DATASET RECORDS

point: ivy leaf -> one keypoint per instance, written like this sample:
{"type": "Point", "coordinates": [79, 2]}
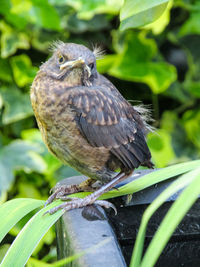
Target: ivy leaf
{"type": "Point", "coordinates": [17, 105]}
{"type": "Point", "coordinates": [87, 9]}
{"type": "Point", "coordinates": [161, 148]}
{"type": "Point", "coordinates": [159, 25]}
{"type": "Point", "coordinates": [23, 70]}
{"type": "Point", "coordinates": [19, 155]}
{"type": "Point", "coordinates": [11, 40]}
{"type": "Point", "coordinates": [140, 67]}
{"type": "Point", "coordinates": [5, 73]}
{"type": "Point", "coordinates": [141, 12]}
{"type": "Point", "coordinates": [192, 24]}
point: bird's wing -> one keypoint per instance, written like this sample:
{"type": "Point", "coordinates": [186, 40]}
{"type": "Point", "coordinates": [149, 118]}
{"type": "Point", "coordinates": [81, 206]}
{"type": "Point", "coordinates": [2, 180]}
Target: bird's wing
{"type": "Point", "coordinates": [107, 121]}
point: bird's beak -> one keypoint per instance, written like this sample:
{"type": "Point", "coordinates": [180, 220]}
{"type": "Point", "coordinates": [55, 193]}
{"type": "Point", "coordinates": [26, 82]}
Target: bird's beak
{"type": "Point", "coordinates": [73, 63]}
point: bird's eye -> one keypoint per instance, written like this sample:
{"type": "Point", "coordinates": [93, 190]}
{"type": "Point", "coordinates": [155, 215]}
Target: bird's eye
{"type": "Point", "coordinates": [91, 65]}
{"type": "Point", "coordinates": [61, 59]}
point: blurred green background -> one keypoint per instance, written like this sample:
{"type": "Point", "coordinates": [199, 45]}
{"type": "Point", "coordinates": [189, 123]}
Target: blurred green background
{"type": "Point", "coordinates": [158, 65]}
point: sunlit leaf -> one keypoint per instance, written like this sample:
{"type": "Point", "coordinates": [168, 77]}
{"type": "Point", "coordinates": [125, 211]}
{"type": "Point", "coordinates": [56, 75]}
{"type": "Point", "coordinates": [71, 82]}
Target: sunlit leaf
{"type": "Point", "coordinates": [192, 125]}
{"type": "Point", "coordinates": [12, 211]}
{"type": "Point", "coordinates": [140, 67]}
{"type": "Point", "coordinates": [140, 12]}
{"type": "Point", "coordinates": [173, 217]}
{"type": "Point", "coordinates": [87, 9]}
{"type": "Point", "coordinates": [159, 25]}
{"type": "Point", "coordinates": [19, 155]}
{"type": "Point", "coordinates": [176, 186]}
{"type": "Point", "coordinates": [17, 105]}
{"type": "Point", "coordinates": [39, 225]}
{"type": "Point", "coordinates": [161, 148]}
{"type": "Point", "coordinates": [192, 24]}
{"type": "Point", "coordinates": [5, 73]}
{"type": "Point", "coordinates": [23, 70]}
{"type": "Point", "coordinates": [12, 40]}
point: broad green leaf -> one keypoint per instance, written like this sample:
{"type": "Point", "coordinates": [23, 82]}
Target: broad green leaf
{"type": "Point", "coordinates": [17, 105]}
{"type": "Point", "coordinates": [12, 211]}
{"type": "Point", "coordinates": [104, 64]}
{"type": "Point", "coordinates": [140, 12]}
{"type": "Point", "coordinates": [87, 9]}
{"type": "Point", "coordinates": [172, 219]}
{"type": "Point", "coordinates": [160, 24]}
{"type": "Point", "coordinates": [23, 70]}
{"type": "Point", "coordinates": [192, 125]}
{"type": "Point", "coordinates": [30, 235]}
{"type": "Point", "coordinates": [140, 67]}
{"type": "Point", "coordinates": [149, 180]}
{"type": "Point", "coordinates": [11, 40]}
{"type": "Point", "coordinates": [3, 249]}
{"type": "Point", "coordinates": [5, 73]}
{"type": "Point", "coordinates": [160, 145]}
{"type": "Point", "coordinates": [53, 164]}
{"type": "Point", "coordinates": [19, 155]}
{"type": "Point", "coordinates": [192, 24]}
{"type": "Point", "coordinates": [40, 13]}
{"type": "Point", "coordinates": [171, 190]}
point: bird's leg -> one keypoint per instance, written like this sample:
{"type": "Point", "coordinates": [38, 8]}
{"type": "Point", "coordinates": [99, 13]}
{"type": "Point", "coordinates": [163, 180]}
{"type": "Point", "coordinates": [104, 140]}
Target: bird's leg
{"type": "Point", "coordinates": [92, 198]}
{"type": "Point", "coordinates": [64, 190]}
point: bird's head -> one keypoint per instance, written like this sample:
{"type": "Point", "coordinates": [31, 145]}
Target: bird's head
{"type": "Point", "coordinates": [72, 61]}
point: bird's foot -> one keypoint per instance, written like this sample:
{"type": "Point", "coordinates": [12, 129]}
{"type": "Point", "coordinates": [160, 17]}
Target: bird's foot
{"type": "Point", "coordinates": [60, 191]}
{"type": "Point", "coordinates": [74, 203]}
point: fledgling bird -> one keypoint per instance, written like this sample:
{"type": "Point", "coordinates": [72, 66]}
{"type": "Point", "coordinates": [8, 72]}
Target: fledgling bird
{"type": "Point", "coordinates": [86, 123]}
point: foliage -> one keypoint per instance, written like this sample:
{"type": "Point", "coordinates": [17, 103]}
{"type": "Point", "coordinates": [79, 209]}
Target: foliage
{"type": "Point", "coordinates": [156, 63]}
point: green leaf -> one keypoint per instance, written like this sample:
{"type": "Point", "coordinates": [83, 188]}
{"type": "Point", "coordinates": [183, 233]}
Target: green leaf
{"type": "Point", "coordinates": [5, 73]}
{"type": "Point", "coordinates": [11, 40]}
{"type": "Point", "coordinates": [17, 105]}
{"type": "Point", "coordinates": [160, 24]}
{"type": "Point", "coordinates": [19, 155]}
{"type": "Point", "coordinates": [139, 67]}
{"type": "Point", "coordinates": [171, 190]}
{"type": "Point", "coordinates": [36, 12]}
{"type": "Point", "coordinates": [141, 12]}
{"type": "Point", "coordinates": [192, 24]}
{"type": "Point", "coordinates": [30, 235]}
{"type": "Point", "coordinates": [23, 70]}
{"type": "Point", "coordinates": [87, 9]}
{"type": "Point", "coordinates": [172, 219]}
{"type": "Point", "coordinates": [160, 145]}
{"type": "Point", "coordinates": [149, 180]}
{"type": "Point", "coordinates": [12, 211]}
{"type": "Point", "coordinates": [191, 120]}
{"type": "Point", "coordinates": [104, 64]}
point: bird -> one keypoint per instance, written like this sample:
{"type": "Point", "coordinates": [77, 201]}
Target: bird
{"type": "Point", "coordinates": [87, 124]}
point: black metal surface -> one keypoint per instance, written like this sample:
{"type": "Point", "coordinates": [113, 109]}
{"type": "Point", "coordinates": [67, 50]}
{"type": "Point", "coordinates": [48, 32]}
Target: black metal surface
{"type": "Point", "coordinates": [183, 249]}
{"type": "Point", "coordinates": [76, 234]}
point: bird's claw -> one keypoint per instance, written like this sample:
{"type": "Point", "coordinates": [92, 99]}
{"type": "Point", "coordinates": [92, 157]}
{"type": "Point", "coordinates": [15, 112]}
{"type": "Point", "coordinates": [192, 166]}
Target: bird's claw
{"type": "Point", "coordinates": [79, 203]}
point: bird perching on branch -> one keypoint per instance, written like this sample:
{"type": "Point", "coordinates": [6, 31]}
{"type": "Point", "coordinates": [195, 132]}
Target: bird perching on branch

REQUIRED WORK
Quote every record above exactly, omitting any pictures they contain.

EXERCISE RESULT
point: ivy leaf -> one keypoint per instance, written like this sample:
{"type": "Point", "coordinates": [79, 2]}
Target: ivy leaf
{"type": "Point", "coordinates": [17, 105]}
{"type": "Point", "coordinates": [87, 9]}
{"type": "Point", "coordinates": [161, 148]}
{"type": "Point", "coordinates": [159, 25]}
{"type": "Point", "coordinates": [23, 70]}
{"type": "Point", "coordinates": [19, 155]}
{"type": "Point", "coordinates": [11, 40]}
{"type": "Point", "coordinates": [140, 67]}
{"type": "Point", "coordinates": [5, 73]}
{"type": "Point", "coordinates": [141, 12]}
{"type": "Point", "coordinates": [192, 24]}
point: bird's wing -> one keypoint per instance, written like this sample:
{"type": "Point", "coordinates": [186, 40]}
{"type": "Point", "coordinates": [149, 118]}
{"type": "Point", "coordinates": [81, 206]}
{"type": "Point", "coordinates": [2, 180]}
Target: bird's wing
{"type": "Point", "coordinates": [107, 121]}
point: bird's beak -> one keypoint per instance, written like this sample:
{"type": "Point", "coordinates": [180, 220]}
{"type": "Point", "coordinates": [55, 193]}
{"type": "Point", "coordinates": [26, 82]}
Target: bird's beak
{"type": "Point", "coordinates": [73, 63]}
point: bird's eye -> one keypoint per instance, written like this sample:
{"type": "Point", "coordinates": [93, 190]}
{"type": "Point", "coordinates": [155, 215]}
Target: bird's eye
{"type": "Point", "coordinates": [91, 65]}
{"type": "Point", "coordinates": [61, 59]}
point: blurred green background -> one keypoint per instance, written like this sample:
{"type": "Point", "coordinates": [199, 45]}
{"type": "Point", "coordinates": [189, 123]}
Target: blurred green background
{"type": "Point", "coordinates": [158, 65]}
point: sunlit leaf -> one keypoint per instance, written like this sample:
{"type": "Point", "coordinates": [168, 77]}
{"type": "Point", "coordinates": [125, 211]}
{"type": "Point", "coordinates": [56, 75]}
{"type": "Point", "coordinates": [71, 82]}
Target: sunlit leaf
{"type": "Point", "coordinates": [192, 125]}
{"type": "Point", "coordinates": [12, 211]}
{"type": "Point", "coordinates": [140, 67]}
{"type": "Point", "coordinates": [140, 12]}
{"type": "Point", "coordinates": [173, 217]}
{"type": "Point", "coordinates": [87, 9]}
{"type": "Point", "coordinates": [159, 25]}
{"type": "Point", "coordinates": [19, 155]}
{"type": "Point", "coordinates": [176, 186]}
{"type": "Point", "coordinates": [17, 105]}
{"type": "Point", "coordinates": [39, 225]}
{"type": "Point", "coordinates": [161, 148]}
{"type": "Point", "coordinates": [192, 24]}
{"type": "Point", "coordinates": [5, 73]}
{"type": "Point", "coordinates": [23, 70]}
{"type": "Point", "coordinates": [12, 40]}
point: broad green leaf -> one keypoint per instance, written like this sample:
{"type": "Point", "coordinates": [23, 82]}
Target: broad green leaf
{"type": "Point", "coordinates": [17, 105]}
{"type": "Point", "coordinates": [12, 211]}
{"type": "Point", "coordinates": [104, 64]}
{"type": "Point", "coordinates": [140, 12]}
{"type": "Point", "coordinates": [87, 9]}
{"type": "Point", "coordinates": [172, 219]}
{"type": "Point", "coordinates": [160, 24]}
{"type": "Point", "coordinates": [23, 70]}
{"type": "Point", "coordinates": [192, 125]}
{"type": "Point", "coordinates": [30, 235]}
{"type": "Point", "coordinates": [140, 67]}
{"type": "Point", "coordinates": [149, 180]}
{"type": "Point", "coordinates": [11, 40]}
{"type": "Point", "coordinates": [3, 249]}
{"type": "Point", "coordinates": [5, 73]}
{"type": "Point", "coordinates": [160, 145]}
{"type": "Point", "coordinates": [53, 164]}
{"type": "Point", "coordinates": [19, 155]}
{"type": "Point", "coordinates": [192, 24]}
{"type": "Point", "coordinates": [40, 13]}
{"type": "Point", "coordinates": [171, 190]}
point: bird's leg -> one keypoint per instance, written like this sample:
{"type": "Point", "coordinates": [38, 8]}
{"type": "Point", "coordinates": [99, 13]}
{"type": "Point", "coordinates": [163, 180]}
{"type": "Point", "coordinates": [104, 140]}
Target: bird's leg
{"type": "Point", "coordinates": [92, 198]}
{"type": "Point", "coordinates": [64, 190]}
point: bird's head -> one keypoint per instance, written like this sample:
{"type": "Point", "coordinates": [31, 145]}
Target: bird's head
{"type": "Point", "coordinates": [72, 61]}
point: bird's foot -> one keypoint per instance, written like this sample:
{"type": "Point", "coordinates": [12, 129]}
{"type": "Point", "coordinates": [160, 17]}
Target: bird's foot
{"type": "Point", "coordinates": [60, 191]}
{"type": "Point", "coordinates": [74, 203]}
point: fledgling bird -> one keypoint per instance, written like this sample:
{"type": "Point", "coordinates": [72, 66]}
{"type": "Point", "coordinates": [8, 72]}
Target: fledgling bird
{"type": "Point", "coordinates": [86, 123]}
point: foliage -> one keypoint per instance, written like this sample:
{"type": "Point", "coordinates": [17, 103]}
{"type": "Point", "coordinates": [79, 209]}
Target: foliage
{"type": "Point", "coordinates": [156, 63]}
point: green leaf -> one keypoint per instance, written like this sample:
{"type": "Point", "coordinates": [83, 188]}
{"type": "Point", "coordinates": [183, 233]}
Target: green leaf
{"type": "Point", "coordinates": [5, 73]}
{"type": "Point", "coordinates": [11, 40]}
{"type": "Point", "coordinates": [17, 105]}
{"type": "Point", "coordinates": [160, 24]}
{"type": "Point", "coordinates": [19, 155]}
{"type": "Point", "coordinates": [139, 67]}
{"type": "Point", "coordinates": [171, 190]}
{"type": "Point", "coordinates": [36, 12]}
{"type": "Point", "coordinates": [141, 12]}
{"type": "Point", "coordinates": [192, 24]}
{"type": "Point", "coordinates": [30, 235]}
{"type": "Point", "coordinates": [23, 70]}
{"type": "Point", "coordinates": [87, 9]}
{"type": "Point", "coordinates": [172, 219]}
{"type": "Point", "coordinates": [160, 145]}
{"type": "Point", "coordinates": [149, 180]}
{"type": "Point", "coordinates": [12, 211]}
{"type": "Point", "coordinates": [191, 120]}
{"type": "Point", "coordinates": [104, 64]}
point: bird -> one keypoint per instance, written like this sample:
{"type": "Point", "coordinates": [77, 201]}
Target: bird
{"type": "Point", "coordinates": [87, 124]}
point: black metal surface -> one keypoint per instance, written like this sample:
{"type": "Point", "coordinates": [113, 109]}
{"type": "Point", "coordinates": [67, 50]}
{"type": "Point", "coordinates": [48, 32]}
Target: black metal surface
{"type": "Point", "coordinates": [183, 249]}
{"type": "Point", "coordinates": [76, 234]}
point: bird's claw -> one keypoint per instance, written like this sample:
{"type": "Point", "coordinates": [92, 99]}
{"type": "Point", "coordinates": [92, 157]}
{"type": "Point", "coordinates": [15, 112]}
{"type": "Point", "coordinates": [192, 166]}
Target: bird's claw
{"type": "Point", "coordinates": [79, 203]}
point: bird perching on branch -> one keypoint per instance, written like this sample:
{"type": "Point", "coordinates": [6, 31]}
{"type": "Point", "coordinates": [195, 132]}
Target: bird perching on branch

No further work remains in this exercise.